** START Extracted material **

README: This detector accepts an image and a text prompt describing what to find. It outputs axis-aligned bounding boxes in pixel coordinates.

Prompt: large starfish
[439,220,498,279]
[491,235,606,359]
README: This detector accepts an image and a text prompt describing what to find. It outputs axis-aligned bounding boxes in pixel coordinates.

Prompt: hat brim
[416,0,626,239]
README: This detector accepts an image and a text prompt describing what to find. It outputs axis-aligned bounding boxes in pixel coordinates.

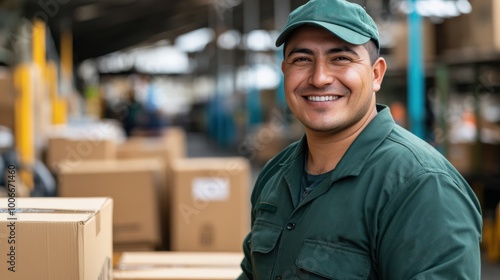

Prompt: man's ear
[372,57,387,92]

** END Extracted material **

**Required work:** Rewrite the stretch from the start of the entries through the line containing "[491,235,606,359]", multiplying each bounding box coordinate by 0.75 and rounding it to a whole number, with halves rounded up. Keep every other line as it is.

**Problem solution:**
README: This detector accepts an image and a text prompt describing what to find. It outputs axis-aligned bounding boxes in pixel coordinates.

Prompt: large starfish
[329,165,374,209]
[368,176,455,269]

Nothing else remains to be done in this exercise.